● **THE TASK**: Please return the lines of the data that contain "texture".

● **DATA FOR ANALYSIS**:
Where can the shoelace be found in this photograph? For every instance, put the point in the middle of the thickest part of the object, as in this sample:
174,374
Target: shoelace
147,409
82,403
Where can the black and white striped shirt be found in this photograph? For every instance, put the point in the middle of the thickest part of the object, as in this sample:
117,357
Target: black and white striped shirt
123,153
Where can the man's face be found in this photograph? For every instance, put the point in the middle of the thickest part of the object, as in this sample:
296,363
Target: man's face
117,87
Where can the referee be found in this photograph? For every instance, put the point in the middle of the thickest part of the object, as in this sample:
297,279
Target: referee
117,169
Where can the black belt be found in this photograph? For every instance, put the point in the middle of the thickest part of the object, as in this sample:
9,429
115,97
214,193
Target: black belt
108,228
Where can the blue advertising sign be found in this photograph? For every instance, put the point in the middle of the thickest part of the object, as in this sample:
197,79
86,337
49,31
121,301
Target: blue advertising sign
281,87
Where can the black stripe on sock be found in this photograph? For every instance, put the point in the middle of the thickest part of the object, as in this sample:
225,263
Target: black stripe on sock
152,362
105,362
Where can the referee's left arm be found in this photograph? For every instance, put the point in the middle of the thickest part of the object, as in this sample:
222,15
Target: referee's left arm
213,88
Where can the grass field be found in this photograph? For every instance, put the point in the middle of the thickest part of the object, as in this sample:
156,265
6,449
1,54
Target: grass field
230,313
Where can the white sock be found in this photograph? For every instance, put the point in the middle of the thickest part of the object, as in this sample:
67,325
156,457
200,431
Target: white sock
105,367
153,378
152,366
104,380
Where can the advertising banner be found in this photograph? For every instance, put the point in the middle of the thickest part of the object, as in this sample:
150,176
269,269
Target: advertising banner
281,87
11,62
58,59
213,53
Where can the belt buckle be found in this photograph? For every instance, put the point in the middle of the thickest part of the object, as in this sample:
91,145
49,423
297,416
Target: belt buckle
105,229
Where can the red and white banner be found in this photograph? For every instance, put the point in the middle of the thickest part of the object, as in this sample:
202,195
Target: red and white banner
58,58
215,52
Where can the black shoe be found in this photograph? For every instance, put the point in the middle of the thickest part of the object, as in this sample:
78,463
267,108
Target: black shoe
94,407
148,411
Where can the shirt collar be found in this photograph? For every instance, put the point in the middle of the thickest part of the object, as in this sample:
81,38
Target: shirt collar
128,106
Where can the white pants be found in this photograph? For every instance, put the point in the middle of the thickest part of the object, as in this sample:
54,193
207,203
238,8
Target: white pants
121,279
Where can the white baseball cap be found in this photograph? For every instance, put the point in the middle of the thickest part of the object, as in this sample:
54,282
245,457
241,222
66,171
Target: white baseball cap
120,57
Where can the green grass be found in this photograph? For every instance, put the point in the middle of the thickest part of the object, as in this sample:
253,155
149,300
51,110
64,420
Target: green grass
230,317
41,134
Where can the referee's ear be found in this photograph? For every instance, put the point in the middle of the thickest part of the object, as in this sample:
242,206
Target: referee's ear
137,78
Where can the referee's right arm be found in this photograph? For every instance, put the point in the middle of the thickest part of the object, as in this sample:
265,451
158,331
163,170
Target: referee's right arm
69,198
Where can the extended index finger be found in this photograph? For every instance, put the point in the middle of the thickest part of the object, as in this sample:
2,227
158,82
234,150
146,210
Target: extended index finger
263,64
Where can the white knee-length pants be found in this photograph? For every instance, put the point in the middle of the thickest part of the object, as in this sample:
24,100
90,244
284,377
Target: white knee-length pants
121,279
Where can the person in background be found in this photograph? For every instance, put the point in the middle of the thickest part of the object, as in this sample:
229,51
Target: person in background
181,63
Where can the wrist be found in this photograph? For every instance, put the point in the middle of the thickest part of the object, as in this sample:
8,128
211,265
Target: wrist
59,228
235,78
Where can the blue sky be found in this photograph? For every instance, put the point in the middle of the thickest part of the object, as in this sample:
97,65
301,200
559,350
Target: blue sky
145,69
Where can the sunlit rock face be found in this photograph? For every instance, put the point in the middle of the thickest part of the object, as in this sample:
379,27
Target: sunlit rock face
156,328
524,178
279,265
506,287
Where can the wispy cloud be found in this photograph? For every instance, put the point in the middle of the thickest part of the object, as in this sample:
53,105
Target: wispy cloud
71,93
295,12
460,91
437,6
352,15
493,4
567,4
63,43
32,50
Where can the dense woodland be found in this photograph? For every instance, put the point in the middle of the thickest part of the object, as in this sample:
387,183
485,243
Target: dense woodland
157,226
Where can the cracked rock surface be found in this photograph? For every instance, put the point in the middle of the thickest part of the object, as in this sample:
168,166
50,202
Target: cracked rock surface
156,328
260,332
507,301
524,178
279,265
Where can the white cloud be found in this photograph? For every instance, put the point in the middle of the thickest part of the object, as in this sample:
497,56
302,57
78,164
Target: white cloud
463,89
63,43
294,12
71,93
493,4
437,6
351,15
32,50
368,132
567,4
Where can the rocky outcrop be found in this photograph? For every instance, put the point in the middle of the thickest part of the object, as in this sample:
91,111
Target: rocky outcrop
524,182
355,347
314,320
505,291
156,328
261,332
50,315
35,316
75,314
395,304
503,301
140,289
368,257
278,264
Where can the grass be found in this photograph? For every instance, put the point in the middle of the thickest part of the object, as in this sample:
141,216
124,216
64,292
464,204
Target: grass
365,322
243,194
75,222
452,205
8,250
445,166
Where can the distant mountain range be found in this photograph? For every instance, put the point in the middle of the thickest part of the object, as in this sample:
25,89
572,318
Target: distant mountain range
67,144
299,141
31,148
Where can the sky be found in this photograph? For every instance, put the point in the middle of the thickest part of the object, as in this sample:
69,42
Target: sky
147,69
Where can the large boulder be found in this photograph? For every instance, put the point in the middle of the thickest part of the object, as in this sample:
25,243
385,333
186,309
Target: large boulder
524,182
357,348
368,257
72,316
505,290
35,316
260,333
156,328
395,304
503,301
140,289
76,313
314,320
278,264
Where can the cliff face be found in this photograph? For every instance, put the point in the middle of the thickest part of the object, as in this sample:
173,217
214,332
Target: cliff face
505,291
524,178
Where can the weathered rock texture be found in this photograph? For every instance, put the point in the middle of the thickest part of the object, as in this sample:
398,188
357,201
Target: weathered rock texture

● **EXERCISE RESULT**:
Where can the weathered rock texture be found in this photograph? For every instance, put the point in the middle of the thickest part of the object, as in this sample:
Target: weathered rock texture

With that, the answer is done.